#### What to do
Rewrite the rows starting with the line containing "output [[382, 148]]." and going on through the line containing "[[684, 357]]", replacing "sample output" with "example output" everywhere and leaving all else unchanged.

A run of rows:
--- Begin ---

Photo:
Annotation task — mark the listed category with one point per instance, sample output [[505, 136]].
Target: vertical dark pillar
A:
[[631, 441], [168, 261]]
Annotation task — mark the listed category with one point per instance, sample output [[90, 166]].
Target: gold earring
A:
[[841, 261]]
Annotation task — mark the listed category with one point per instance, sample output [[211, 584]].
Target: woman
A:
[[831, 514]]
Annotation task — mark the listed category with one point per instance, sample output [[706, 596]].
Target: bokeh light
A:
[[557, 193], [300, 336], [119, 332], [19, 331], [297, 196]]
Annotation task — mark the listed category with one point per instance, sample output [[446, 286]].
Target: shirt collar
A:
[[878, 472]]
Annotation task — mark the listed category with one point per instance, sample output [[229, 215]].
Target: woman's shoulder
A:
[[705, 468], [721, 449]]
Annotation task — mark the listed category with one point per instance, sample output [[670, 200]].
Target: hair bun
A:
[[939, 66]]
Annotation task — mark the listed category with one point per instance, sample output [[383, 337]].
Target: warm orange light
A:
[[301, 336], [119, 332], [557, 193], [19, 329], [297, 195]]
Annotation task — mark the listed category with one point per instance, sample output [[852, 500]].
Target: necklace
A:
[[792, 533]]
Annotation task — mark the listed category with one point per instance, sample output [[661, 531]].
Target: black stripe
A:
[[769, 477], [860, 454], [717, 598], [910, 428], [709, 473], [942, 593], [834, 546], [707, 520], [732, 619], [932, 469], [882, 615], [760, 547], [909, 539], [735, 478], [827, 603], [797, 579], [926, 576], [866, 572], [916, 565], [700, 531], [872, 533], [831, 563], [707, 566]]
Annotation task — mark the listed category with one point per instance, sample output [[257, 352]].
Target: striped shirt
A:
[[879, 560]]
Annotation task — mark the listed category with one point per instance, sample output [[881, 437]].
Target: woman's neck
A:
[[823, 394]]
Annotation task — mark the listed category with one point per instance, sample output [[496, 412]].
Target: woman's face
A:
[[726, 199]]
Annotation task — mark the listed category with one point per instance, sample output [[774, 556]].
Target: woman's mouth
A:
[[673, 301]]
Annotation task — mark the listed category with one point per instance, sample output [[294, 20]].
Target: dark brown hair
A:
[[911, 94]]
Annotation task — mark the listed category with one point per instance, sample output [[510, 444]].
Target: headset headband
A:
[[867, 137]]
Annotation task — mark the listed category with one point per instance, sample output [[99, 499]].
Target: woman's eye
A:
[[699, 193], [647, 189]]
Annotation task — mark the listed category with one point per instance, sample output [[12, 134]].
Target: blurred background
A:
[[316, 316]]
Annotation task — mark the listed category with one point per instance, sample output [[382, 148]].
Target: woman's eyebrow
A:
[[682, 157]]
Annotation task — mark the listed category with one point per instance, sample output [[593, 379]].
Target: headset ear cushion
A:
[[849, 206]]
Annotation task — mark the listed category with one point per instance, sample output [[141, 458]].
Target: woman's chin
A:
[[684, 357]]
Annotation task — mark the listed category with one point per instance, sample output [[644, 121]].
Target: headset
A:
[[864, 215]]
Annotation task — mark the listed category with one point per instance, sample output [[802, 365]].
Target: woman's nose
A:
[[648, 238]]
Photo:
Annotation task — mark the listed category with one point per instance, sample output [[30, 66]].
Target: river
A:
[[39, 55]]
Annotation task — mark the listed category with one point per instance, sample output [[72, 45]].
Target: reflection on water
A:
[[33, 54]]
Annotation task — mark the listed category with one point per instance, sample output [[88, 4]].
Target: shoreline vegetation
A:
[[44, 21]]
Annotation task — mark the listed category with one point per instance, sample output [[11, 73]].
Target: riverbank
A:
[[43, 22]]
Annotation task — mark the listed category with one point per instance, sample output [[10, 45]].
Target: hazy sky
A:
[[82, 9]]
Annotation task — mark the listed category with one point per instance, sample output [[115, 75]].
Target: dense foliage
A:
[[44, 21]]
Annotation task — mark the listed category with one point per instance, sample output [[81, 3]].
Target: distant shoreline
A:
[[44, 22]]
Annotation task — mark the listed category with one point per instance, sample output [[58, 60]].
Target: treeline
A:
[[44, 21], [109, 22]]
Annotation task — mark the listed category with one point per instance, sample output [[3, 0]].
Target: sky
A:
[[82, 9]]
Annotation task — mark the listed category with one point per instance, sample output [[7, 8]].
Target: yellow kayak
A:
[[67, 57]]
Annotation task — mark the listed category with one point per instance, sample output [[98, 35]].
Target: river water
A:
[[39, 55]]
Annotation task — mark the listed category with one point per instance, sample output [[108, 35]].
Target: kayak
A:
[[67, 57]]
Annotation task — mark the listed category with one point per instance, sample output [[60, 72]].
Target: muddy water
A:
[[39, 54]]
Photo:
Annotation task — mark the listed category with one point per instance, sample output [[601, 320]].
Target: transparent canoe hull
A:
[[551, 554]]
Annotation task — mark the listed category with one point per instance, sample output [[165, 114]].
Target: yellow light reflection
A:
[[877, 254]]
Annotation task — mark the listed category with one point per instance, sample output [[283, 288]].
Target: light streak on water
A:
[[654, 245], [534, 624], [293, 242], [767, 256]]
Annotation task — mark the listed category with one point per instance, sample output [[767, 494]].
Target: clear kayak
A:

--- End ---

#### Complete answer
Annotation task — mark the listed category with one point per instance, example output [[382, 148]].
Target: woman's eyebrow
A:
[[682, 157]]
Annotation task — mark the listed category with one point per instance, example output [[593, 379]].
Target: headset ear cushion
A:
[[849, 206]]
Annotation task — mark the listed category with one point per instance, example output [[141, 458]].
Target: woman's chin
A:
[[684, 357]]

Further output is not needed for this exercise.